_Task to complete:_
Answer these from the custody ruling text below:
1. Whose report did the judge say he would consider when deciding custody?
2. Which parent was given custody of the eldest boy?
3. How much was the Husband ordered to pay toward the Wife's attorneys fees?

_Source text:_
Later, during the cross-examination of one of Wife's witnesses, Patricia Albin (Albin), the following exchange occurred:

Husband's Counsel: How about the last time, to your knowledge, Rita went to one of Ken, Jr.'s football games or athletic events?

However, that question was excluded by the court because it had nothing to do with the witness's assessment that Wife had a good relationship with her children.

Still later, when Husband attempted to testify regarding conversations with third parties regarding Wife's emotional problems, the trial court rejected such testimony on the basis that Husband was testifying as a party and not as an expert witness.[2]

*170 At trial, Wife produced an expert witness who indicated that her previous problems with alcoholism had likely been overcome, a view shared by other witnesses who had participated with her in Alcoholics Anonymous. Additional witnesses indicated that she had developed a close relationship with her three youngest children during the past year and was able to care for the children.

At the conclusion of the hearing the judge indicated that he would consider a report prepared by the Marion County Domestic Relations Counselling Bureau in making his determination of custody. This was objected to by the Husband's counsel on the grounds that he had not had the opportunity to inspect the report or examine the person making it.

The judgment of the trial court awarded custody of the three youngest children to the Wife and gave the Husband custody of the eldest boy. It contained, inter alia, these findings:

# 9. That the Respondent has not remarried and occupies a condominium on the west side of Indianapolis within about one mile of the Petitioner's residence. # 10. That the mental and emotional health of the Respondent Wife has been restored to within normal limits. # 13. That the minor daughters, Jennifer and Kathryn, have adjusted well to the care furnished by their mother since the summer of 1976. # 17. That it is in the best interest of the minor child, Ken, Jr., to be in the custody of the father, Ken R. Lovko. # 18. That it is in the best interest of the minor child, Jennifer, to be in the custody of the mother, Rita H. Lovko. # 19. That is is in the best interest of the minor child, Theodore, to be in the custody of the mother, Rita H. Lovko. # 20. That it is in the best interest of the minor child, Kathryn, to be in the custody of the mother, Rita H. Lovko.

The Husband was also ordered to pay Wife's attorneys fees in the sum of $2,000.00.

_Material provided:_
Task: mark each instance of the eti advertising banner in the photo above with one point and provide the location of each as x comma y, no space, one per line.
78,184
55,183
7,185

_Result for this exercise:_
1. The Marion County Domestic Relations Counselling Bureau's
2. The Husband (the father, Ken R. Lovko)
3. $2,000.00